• Available data
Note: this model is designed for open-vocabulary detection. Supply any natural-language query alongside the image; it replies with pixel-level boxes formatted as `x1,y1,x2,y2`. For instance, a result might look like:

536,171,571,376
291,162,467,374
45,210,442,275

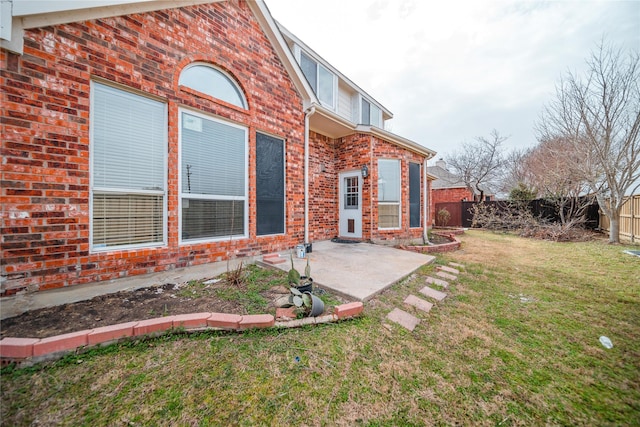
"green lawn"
2,231,639,426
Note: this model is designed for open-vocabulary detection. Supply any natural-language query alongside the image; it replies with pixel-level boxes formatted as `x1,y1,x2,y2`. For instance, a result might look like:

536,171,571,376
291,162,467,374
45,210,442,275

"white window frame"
89,80,168,252
360,95,382,127
295,45,336,109
378,158,401,230
178,108,248,244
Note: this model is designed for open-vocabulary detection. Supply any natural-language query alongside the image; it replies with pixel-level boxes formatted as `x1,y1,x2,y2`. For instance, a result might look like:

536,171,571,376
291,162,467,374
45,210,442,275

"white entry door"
339,171,362,238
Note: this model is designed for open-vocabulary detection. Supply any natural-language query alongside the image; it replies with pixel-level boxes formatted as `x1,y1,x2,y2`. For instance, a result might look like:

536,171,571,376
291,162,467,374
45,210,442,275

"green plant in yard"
2,231,639,426
287,253,301,286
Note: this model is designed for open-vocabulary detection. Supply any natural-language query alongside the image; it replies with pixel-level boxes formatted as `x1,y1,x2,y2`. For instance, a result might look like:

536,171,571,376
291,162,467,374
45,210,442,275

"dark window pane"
362,98,370,125
300,52,317,91
409,162,421,228
256,133,285,235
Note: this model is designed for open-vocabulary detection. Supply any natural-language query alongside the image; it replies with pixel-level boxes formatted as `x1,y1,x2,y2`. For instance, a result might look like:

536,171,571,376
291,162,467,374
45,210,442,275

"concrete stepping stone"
426,276,449,289
449,262,465,269
387,308,420,331
437,265,460,275
404,295,433,313
419,286,447,302
436,271,457,281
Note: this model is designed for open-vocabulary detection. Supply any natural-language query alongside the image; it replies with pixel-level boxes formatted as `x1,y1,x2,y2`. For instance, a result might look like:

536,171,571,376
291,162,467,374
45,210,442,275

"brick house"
1,0,436,297
428,158,494,203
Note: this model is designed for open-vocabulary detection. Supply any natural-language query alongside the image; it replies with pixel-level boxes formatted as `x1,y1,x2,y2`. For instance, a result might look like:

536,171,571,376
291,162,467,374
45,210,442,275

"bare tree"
446,129,508,202
522,137,595,225
537,42,640,243
502,147,537,197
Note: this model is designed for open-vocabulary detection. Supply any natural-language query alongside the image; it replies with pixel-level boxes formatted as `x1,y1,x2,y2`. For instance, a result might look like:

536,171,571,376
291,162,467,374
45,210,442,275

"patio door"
339,171,362,238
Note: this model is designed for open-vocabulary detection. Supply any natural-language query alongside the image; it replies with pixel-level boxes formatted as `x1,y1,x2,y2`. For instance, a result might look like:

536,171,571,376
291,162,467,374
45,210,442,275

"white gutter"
304,106,316,245
355,124,436,159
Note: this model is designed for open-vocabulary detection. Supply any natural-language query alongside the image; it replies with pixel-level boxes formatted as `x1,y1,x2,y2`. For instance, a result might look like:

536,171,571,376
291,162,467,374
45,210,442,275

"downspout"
423,158,430,244
304,106,316,245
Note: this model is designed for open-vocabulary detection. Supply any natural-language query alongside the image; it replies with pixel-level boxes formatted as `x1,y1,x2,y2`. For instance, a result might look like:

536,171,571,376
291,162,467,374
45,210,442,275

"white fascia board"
248,0,317,108
277,22,393,119
20,0,217,29
356,124,437,159
12,0,154,16
2,0,218,54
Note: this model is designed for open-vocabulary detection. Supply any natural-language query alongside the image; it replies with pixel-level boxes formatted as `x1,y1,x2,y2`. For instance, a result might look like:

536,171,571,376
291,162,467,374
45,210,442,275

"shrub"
437,208,451,227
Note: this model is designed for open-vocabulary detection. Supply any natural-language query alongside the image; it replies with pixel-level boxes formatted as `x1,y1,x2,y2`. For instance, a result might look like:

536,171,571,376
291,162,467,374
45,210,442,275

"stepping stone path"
435,271,458,281
419,286,447,301
404,295,433,312
387,308,420,332
386,262,463,331
437,265,460,275
425,276,449,289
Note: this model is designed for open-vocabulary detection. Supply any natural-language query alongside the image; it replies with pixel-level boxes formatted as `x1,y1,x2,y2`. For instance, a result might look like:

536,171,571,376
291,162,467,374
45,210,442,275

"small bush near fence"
436,208,451,227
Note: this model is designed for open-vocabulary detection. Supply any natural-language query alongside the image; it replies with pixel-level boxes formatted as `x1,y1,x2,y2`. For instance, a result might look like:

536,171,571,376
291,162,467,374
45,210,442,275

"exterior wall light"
361,164,368,178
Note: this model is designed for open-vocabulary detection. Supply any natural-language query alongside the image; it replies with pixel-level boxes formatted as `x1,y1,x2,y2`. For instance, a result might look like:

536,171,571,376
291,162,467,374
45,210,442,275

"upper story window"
361,98,382,127
299,51,335,108
179,64,247,109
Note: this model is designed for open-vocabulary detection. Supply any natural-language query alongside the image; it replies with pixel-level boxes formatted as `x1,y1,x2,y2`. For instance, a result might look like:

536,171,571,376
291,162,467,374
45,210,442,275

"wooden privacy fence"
600,195,640,242
436,198,600,229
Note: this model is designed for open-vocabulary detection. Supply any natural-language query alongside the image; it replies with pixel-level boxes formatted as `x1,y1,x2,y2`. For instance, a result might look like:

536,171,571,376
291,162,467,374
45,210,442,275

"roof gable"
1,0,317,107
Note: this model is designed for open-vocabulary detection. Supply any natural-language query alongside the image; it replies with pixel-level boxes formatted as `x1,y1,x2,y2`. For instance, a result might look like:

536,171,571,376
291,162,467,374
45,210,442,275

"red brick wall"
432,187,475,205
308,131,338,241
1,1,305,295
307,132,430,243
370,137,427,241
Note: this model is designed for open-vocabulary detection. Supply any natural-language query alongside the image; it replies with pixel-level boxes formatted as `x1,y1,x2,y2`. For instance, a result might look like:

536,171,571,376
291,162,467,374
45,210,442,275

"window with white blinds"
180,111,247,241
378,159,401,229
91,82,167,250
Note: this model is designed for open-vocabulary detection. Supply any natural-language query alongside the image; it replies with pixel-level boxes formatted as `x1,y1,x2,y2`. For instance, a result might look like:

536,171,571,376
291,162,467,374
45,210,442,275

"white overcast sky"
265,0,640,161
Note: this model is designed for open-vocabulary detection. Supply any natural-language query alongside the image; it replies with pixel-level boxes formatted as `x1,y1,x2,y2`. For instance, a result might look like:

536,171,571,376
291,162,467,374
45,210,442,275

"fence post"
631,195,636,243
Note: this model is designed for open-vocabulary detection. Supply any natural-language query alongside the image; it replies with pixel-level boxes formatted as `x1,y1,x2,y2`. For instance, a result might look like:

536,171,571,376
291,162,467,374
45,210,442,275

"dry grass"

• Description of the task
Without including any pictures, repeat the records above exactly.

• Your solution
Note: this model is designed for open-vocabulary detection. Supply any natural-language query alongside the image; it replies with pixel-level boxes formatted as `x1,y1,x2,y2`. For instance, a result might look like:

536,171,571,376
291,162,467,374
45,210,442,275

"green lawn"
2,231,639,426
Note: this model is designed for open-vocabulary detection. Supply any natural-language query alongside the image; it replies with pixel-level boxes formatted as `x1,y1,x2,y2`. For instance, a result might look like:

536,171,571,376
291,162,467,374
45,210,442,275

"white window frame"
89,80,168,252
360,95,382,127
295,45,336,109
378,158,401,230
178,108,248,244
Note: this model is designed for open-vocabulary detection. Supply any natural-language query alongside the image; it replies with pixel-level boxes formatted as `x1,y1,x2,y2`. For instance, a result might look like:

536,171,571,376
291,162,467,374
45,210,442,275

"white entry door"
339,171,362,238
Note: this model is designed for open-vocabulary detection. Supply any natural-language query alongside the image; it replies with pixel-level boxes formatted as `x1,y1,x2,y2`. For instance, a result might look like:

536,171,571,376
291,162,467,374
45,210,442,275

"green plant in yard"
2,231,639,426
287,253,301,286
Note: this model is designed for open-vocabulary detection. Supply any natural-language query alongside the image; it replies with pixel-level boxes formatted as `x1,y1,x2,y2`. For instance, a result might look like:

536,171,571,376
291,162,467,374
45,210,442,275

"dark window pane"
362,98,370,125
300,52,317,91
409,162,421,228
256,133,285,235
Note: this model is designed for open-vocabulary detection. Supply any natural-language query alongside the image; it replies with pixel-level boxes formatted as `x1,y1,x2,y2`. For instance, a result might look like:

536,171,571,376
291,162,467,374
45,210,442,275

"concrete stepping stone"
426,276,449,289
449,262,465,269
387,308,420,331
437,265,460,275
404,295,433,313
419,286,447,302
436,271,457,281
Note: this model is designed for open-vocabulary detection. Supply any natural-language query alongside the image; it replies with pixel-level boxes formatted as `x1,y1,x2,y2`. For instance, a result might look like:

536,171,571,376
291,162,467,374
45,210,442,275

"brick house"
1,0,436,297
428,158,494,203
Note: this model is designed for open-vocabulary detection. Supply any natural-language query alongside the image; it replies with pixel-level boxes formatted as `x1,y1,x2,y2`. For instance, a result might look like:

536,171,571,376
291,162,467,374
45,210,442,275

"bare tree"
446,129,508,202
522,137,595,225
537,42,640,243
502,147,537,197
Note: this model is designed for open-vocabulary detection. Supply any natural-language query alongside the image; it replies with pixel-level boxes formatted as `x1,y1,x2,y2`. For instance, a result might look like:

536,171,571,376
291,162,467,374
45,210,442,275

"patio door"
339,171,362,238
Note: this model is designed for open-vocabulary detection. Supply any natural-language query alongside the image; it replies with pixel-level boxes formatted as `x1,y1,x2,y2`. For instance, a result might look like:

536,171,571,376
291,162,467,374
45,210,442,275

"white gutter"
304,106,316,245
355,124,436,159
Note: this model is designed for open-vocabulary detection. Supply any natural-language query alongside the image; it replies with pixel-level boxes formatted as `x1,y1,x2,y2`. For instance, a result might look like:

536,171,571,376
291,162,467,374
45,210,442,275

"downspout"
423,158,430,244
304,106,316,245
Note: this model is designed for open-vocabulary detection. Supply any natural-language query alongside the image; it replies with pixel-level boxes formatted as `x1,y1,x2,y2`. For instance, a result might look like:

536,171,571,376
291,162,467,374
45,210,442,275

"white fascia board"
248,0,317,108
277,22,393,119
20,0,217,29
356,124,437,159
12,0,154,16
2,0,218,54
Note: this model is designed for open-vocabulary detection. Supply any natural-language query alongside the image; it replies with pixel-level boxes formatted as `x1,y1,x2,y2`. For instance, a result might look like:

536,171,571,376
291,162,467,374
45,210,442,275

"shrub"
437,208,451,227
Note: this model is designed for open-vocabulary detection. Supply any natural-language query alongside the image; it replies with pixel-level boxes formatted as `x1,y1,x2,y2`. For instance, a result might look like:

536,171,571,376
291,162,467,374
45,210,442,275

"stepping stone path"
435,271,458,281
419,286,447,301
404,295,433,312
387,308,420,332
386,262,463,331
437,265,460,275
425,276,449,289
Note: this model is designed for open-vocabulary detection. Supply any natural-language query alongside the image; it replies with pixel-level boxes formatted as `x1,y1,x2,y2`. For instance, a result might look like:

536,171,571,376
291,162,467,374
45,210,442,275

"small bush near fence"
436,208,451,227
Note: this model is designed for open-vocabulary detection. Supply any natural-language query alongside the image; it replies with pixel-level boxes formatted as `x1,y1,x2,y2`. For instance, a result might look like:

536,171,571,376
291,162,467,374
45,210,442,275

"exterior wall light"
361,164,368,178
Note: this model is designed for open-vocabulary detection. Supply any natural-language query alongside the image; it replies with pixel-level boxes formatted as `x1,y1,x2,y2`. For instance, a result might look like:

536,171,571,376
291,162,467,374
45,210,442,275

"upper story window"
361,98,382,127
299,51,335,108
179,64,247,109
Note: this model is designed for open-vocabulary detection. Supply any natural-language query alongside the image; it replies with pixel-level boxes formatted as `x1,y1,x2,y2`. For instance, a result might look like:

536,171,571,376
291,162,467,374
45,210,442,275

"wooden privacy fence"
600,195,640,242
436,198,600,229
Note: this model is designed for open-vocabulary detection. Supply any natural-language query alongside the image; it replies with pixel-level boxes formatted as `x1,y1,x2,y2`. For instance, a result might look like:

536,171,571,376
291,162,467,374
45,210,442,275

"roof gable"
1,0,317,107
Note: this model is designed for open-vocabulary detection. Supply any natural-language query alongside the image; it replies with pixel-level boxes formatted as `x1,y1,x2,y2`. For instance, a result might look like:

536,171,571,376
291,162,467,374
45,210,442,275

"red brick wall"
432,187,475,205
308,131,338,241
1,1,305,295
307,132,430,243
370,137,427,241
Note: this model is designed for open-vocabulary detection. Supply any natural-language query alongside the image; it replies with pixel-level boxes formatted as `x1,y1,x2,y2`. For instance, a result might look like:

536,171,571,376
291,162,467,374
45,210,442,275

"window with white blinds"
180,111,247,241
378,159,401,229
91,82,167,250
Note: this model is designed for open-vocabulary detection. Supply any natural-language query alongside the image; it replies with pixel-level boxes formatted as `x1,y1,x2,y2`. For instance, a result might look like:

536,171,571,376
291,162,467,374
45,210,442,275

"white overcast sky"
265,0,640,161
Note: this model is designed for open-vocabulary detection. Supply any natural-language query alongside the image; it replies with pixel-level boxes formatted as `x1,y1,x2,y2`. For instance, a result might look like:

536,171,571,376
291,162,467,374
45,210,442,275

"fence post"
631,195,636,243
Note: this model is designed for open-vocabulary detection. Supply any natural-language query alongside the image; it replies with pixel-level boxes formatted as `x1,y1,x2,y2`. For instance, a result might look like:

536,171,571,376
291,162,467,374
45,210,442,275

"dry grass"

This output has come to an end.